== Challenge ==
Give back, word for word, every line of the items from the line containing "head and report its bounding box coordinates." through the line containing "[155,0,236,100]", with both of those lines included.

[Box-labeled dataset extracts]
------

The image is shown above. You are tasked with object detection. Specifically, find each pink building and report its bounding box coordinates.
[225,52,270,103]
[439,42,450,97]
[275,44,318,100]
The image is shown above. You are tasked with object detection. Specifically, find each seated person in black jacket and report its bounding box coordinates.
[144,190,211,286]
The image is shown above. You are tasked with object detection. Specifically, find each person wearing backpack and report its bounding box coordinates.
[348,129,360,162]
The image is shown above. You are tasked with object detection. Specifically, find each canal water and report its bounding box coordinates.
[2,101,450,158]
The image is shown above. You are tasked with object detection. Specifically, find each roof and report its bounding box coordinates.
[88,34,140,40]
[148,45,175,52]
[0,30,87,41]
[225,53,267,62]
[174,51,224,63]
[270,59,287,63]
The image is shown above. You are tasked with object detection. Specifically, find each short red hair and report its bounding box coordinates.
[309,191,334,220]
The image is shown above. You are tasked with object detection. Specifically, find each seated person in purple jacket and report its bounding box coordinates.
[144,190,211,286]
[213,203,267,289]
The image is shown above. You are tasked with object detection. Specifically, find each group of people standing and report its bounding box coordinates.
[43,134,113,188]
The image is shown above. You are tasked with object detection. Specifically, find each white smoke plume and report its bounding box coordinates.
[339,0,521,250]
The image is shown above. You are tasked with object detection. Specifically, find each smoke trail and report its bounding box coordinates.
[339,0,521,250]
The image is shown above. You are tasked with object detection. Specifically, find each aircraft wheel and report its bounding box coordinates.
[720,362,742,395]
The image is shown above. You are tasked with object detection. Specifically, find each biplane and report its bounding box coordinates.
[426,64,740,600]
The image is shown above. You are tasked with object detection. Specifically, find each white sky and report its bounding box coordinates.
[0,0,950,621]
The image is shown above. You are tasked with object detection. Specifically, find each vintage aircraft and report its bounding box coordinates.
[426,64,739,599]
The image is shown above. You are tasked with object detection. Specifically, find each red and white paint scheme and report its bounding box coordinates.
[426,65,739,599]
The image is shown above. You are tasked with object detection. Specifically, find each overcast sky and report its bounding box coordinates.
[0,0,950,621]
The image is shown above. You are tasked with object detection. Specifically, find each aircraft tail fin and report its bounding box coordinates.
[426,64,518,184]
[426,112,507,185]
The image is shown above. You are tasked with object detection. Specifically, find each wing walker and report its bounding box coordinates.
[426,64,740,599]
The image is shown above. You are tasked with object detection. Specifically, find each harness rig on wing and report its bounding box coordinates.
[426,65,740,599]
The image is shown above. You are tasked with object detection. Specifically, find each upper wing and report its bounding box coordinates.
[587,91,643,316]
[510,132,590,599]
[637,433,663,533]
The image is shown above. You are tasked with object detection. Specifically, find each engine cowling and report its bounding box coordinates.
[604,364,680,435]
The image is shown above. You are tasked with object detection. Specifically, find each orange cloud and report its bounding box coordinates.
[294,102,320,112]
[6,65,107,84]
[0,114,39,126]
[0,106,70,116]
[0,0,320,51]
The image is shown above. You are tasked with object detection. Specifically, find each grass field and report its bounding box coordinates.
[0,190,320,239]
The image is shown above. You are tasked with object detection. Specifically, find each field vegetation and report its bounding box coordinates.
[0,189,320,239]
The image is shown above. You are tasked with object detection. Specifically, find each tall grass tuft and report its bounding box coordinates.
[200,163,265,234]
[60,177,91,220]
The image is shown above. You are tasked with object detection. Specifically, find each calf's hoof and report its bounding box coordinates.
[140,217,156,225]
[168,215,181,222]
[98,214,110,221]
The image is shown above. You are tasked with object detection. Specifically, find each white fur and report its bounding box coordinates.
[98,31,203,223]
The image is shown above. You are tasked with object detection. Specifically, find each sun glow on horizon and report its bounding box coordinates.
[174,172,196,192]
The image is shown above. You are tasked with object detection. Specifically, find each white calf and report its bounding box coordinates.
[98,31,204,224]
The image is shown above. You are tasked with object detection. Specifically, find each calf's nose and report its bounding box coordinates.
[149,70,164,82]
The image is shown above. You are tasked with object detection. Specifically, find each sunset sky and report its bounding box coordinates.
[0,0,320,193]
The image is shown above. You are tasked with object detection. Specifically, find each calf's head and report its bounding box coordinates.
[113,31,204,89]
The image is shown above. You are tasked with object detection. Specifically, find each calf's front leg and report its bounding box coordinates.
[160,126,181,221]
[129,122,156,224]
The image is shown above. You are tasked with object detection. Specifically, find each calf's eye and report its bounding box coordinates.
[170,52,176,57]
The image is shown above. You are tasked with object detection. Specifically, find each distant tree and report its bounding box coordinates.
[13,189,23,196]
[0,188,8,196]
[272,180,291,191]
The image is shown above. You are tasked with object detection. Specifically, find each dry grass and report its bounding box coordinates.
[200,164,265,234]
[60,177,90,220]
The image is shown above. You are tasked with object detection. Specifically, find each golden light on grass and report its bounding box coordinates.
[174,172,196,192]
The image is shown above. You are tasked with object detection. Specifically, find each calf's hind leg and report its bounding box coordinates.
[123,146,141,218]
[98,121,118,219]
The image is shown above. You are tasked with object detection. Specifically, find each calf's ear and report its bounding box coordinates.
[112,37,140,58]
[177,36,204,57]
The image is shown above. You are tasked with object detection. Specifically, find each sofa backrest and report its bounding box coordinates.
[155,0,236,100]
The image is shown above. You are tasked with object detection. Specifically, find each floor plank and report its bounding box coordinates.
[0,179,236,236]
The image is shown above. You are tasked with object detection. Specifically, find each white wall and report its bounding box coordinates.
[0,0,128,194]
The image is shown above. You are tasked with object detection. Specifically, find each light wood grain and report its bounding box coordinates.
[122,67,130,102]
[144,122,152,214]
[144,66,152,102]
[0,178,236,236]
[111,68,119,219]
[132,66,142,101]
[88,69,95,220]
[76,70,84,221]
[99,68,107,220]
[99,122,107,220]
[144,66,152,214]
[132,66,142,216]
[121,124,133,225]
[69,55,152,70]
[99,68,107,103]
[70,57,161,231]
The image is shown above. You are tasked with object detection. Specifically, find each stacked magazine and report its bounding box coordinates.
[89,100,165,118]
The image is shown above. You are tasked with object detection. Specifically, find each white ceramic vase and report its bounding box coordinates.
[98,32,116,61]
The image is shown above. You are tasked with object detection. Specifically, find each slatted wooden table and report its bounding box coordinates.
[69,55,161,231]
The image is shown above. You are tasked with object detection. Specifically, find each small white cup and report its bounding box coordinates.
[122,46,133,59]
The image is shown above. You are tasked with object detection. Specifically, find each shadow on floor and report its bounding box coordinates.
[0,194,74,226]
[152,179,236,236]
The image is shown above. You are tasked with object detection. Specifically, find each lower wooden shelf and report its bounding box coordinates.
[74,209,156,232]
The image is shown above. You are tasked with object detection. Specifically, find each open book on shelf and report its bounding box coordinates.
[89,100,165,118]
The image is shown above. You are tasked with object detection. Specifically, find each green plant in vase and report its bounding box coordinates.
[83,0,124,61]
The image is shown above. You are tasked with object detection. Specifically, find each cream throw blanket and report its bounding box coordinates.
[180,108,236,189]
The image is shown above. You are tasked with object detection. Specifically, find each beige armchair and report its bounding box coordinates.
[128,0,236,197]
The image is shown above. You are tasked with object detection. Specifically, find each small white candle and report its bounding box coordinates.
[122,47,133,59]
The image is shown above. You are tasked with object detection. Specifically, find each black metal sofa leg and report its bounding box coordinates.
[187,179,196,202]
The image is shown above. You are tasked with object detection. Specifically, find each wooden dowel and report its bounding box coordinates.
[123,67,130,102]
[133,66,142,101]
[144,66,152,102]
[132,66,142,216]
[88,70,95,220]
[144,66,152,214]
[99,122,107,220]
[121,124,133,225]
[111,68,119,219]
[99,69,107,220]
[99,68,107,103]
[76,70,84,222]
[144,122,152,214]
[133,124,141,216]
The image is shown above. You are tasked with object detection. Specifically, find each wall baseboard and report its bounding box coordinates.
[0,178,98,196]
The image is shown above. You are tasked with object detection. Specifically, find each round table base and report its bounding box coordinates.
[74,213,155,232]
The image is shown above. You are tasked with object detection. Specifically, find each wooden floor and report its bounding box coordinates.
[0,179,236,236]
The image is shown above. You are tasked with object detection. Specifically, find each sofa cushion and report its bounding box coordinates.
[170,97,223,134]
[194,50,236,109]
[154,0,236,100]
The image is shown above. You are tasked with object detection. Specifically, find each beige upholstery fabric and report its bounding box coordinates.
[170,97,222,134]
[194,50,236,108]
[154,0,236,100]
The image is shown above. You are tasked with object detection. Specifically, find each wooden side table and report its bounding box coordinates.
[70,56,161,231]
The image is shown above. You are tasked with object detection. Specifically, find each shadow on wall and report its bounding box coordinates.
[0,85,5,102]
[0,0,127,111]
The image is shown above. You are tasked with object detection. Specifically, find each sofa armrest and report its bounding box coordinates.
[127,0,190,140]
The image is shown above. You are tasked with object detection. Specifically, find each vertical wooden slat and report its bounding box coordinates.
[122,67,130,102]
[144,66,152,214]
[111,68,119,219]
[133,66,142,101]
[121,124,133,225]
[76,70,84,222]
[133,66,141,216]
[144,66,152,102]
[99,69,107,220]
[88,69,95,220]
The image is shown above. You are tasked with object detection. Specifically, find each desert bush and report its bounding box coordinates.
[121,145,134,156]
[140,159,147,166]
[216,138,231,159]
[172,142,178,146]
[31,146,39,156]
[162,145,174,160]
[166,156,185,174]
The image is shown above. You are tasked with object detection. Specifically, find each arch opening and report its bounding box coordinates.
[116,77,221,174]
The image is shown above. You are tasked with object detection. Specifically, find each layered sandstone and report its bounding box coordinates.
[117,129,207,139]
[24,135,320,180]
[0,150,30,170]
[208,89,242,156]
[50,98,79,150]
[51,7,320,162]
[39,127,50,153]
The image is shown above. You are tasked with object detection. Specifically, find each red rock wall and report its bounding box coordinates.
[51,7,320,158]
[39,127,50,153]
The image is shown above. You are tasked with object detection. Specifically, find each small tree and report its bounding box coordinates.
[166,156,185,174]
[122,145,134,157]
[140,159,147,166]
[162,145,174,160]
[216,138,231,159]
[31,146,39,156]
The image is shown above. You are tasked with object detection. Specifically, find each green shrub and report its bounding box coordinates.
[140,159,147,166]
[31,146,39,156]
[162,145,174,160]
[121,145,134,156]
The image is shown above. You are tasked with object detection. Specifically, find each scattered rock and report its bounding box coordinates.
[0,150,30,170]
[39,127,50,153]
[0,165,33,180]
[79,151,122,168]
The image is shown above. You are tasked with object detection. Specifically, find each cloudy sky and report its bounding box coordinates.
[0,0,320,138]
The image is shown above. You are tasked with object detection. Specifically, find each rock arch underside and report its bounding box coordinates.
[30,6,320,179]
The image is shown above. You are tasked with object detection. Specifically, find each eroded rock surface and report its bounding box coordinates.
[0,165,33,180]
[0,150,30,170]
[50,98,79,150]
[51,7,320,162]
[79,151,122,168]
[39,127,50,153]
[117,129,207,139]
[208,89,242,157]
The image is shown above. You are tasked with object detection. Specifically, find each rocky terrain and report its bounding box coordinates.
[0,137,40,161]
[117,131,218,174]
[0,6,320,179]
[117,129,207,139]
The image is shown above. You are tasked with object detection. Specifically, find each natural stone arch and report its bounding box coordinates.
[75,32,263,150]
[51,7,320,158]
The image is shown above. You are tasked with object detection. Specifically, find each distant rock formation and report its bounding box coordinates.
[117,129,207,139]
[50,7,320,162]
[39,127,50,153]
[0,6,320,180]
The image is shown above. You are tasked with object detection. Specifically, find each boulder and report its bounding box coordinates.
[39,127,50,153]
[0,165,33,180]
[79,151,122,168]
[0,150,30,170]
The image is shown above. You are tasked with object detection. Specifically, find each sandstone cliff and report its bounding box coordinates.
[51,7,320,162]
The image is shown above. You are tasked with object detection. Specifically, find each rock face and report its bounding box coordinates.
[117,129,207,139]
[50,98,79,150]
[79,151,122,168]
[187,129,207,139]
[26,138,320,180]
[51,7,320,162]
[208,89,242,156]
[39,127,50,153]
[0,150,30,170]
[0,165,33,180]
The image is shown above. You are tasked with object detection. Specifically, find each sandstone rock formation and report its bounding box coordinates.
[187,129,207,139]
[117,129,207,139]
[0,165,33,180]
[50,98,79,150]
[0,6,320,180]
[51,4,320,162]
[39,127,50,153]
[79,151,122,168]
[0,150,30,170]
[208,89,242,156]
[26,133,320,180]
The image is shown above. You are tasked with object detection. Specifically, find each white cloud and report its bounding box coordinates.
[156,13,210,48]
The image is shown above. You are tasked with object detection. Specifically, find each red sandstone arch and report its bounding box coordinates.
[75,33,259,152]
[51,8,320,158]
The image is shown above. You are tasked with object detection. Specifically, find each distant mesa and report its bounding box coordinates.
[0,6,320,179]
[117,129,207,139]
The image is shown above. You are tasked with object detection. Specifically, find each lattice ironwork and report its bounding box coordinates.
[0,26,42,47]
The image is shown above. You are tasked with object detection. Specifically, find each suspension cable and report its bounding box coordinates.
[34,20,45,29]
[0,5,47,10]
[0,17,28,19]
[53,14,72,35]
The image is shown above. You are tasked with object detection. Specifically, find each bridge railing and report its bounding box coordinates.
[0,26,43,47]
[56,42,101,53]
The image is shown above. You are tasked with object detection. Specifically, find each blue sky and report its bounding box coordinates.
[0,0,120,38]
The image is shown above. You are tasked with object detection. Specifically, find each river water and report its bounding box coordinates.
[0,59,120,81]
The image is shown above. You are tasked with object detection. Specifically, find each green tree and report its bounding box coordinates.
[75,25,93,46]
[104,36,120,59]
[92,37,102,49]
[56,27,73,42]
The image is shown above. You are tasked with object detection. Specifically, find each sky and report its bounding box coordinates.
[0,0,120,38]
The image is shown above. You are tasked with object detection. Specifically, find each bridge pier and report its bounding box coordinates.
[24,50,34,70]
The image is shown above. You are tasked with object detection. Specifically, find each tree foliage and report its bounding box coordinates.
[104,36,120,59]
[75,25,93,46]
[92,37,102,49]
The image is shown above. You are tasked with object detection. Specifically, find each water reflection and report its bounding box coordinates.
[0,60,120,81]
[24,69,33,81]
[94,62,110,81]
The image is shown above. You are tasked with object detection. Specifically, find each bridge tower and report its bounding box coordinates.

------

== Correct output ==
The image is shown above. You are tasked with object detection. Specifically, find each calf's head and report its bounding box coordinates.
[113,31,204,89]
The image is shown above. You are tasked with object detection. Specifically, find each calf's front leg and report its bounding box coordinates.
[160,126,181,221]
[129,122,156,224]
The image is shown above. You are tasked with object detection. Specifically, find each calf's eye and report its bounding box coordinates.
[170,52,176,57]
The image is shown above. You are tasked with object detection. Specifically, find each distant tree and report its bounding box coordinates.
[13,189,23,196]
[0,188,8,196]
[272,180,291,191]
The image is shown above. You are tasked with object detection. Specifically, find each dry grass and report its bounding box coordinates.
[200,164,265,234]
[60,177,90,220]
The image is shown above. You are tasked with object detection. Specifically, find each golden light on grass and report its bounding box coordinates.
[174,172,196,192]
The image is shown above. You are tasked with object detection. Specifically, find each calf's hind leg and report its bounding box coordinates.
[123,146,141,218]
[98,121,118,219]
The image is shown above. You are tasked with object detection. Specifically, find each calf's ear and report its bounding box coordinates.
[112,37,140,58]
[177,36,204,57]
The image is shown above. You are tasked with object detection. Specifically, find each sofa backrest and report its bounding box coordinates.
[155,0,236,100]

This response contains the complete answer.